WORK TO COMPLETE. Locate each line below that contains the word "rough", with matching case, and copy those lines.

Saved entries.
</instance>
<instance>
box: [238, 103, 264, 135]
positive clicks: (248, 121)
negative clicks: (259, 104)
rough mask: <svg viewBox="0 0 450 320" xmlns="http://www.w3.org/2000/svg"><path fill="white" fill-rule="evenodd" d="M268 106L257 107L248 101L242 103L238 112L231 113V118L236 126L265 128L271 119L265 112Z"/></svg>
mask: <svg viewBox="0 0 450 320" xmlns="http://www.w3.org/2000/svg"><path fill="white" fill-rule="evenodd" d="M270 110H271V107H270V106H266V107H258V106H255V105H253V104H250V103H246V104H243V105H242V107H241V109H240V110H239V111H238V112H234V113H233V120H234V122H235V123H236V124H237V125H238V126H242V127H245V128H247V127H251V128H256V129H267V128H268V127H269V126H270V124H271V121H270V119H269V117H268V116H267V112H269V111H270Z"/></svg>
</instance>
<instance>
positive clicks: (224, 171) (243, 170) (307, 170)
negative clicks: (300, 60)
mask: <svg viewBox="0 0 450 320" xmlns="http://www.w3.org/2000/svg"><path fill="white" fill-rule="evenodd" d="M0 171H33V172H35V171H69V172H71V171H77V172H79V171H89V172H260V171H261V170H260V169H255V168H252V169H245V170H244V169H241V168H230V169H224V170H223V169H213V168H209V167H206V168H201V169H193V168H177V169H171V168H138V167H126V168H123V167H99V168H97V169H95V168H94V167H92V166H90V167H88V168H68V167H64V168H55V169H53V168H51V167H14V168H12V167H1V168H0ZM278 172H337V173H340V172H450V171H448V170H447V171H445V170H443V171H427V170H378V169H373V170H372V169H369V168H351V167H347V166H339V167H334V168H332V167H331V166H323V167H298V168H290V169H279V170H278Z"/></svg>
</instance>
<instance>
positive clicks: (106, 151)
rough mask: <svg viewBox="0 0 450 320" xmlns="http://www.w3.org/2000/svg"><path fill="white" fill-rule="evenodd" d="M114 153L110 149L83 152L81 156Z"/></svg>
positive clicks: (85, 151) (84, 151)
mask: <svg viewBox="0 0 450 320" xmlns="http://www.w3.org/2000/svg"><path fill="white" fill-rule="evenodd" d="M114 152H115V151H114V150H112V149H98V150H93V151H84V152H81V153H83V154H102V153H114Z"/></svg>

SOLUTION.
rough mask: <svg viewBox="0 0 450 320" xmlns="http://www.w3.org/2000/svg"><path fill="white" fill-rule="evenodd" d="M268 106L257 107L248 101L242 103L238 112L231 113V118L236 126L265 128L271 119L265 112Z"/></svg>
rough mask: <svg viewBox="0 0 450 320" xmlns="http://www.w3.org/2000/svg"><path fill="white" fill-rule="evenodd" d="M114 153L110 149L83 152L81 156Z"/></svg>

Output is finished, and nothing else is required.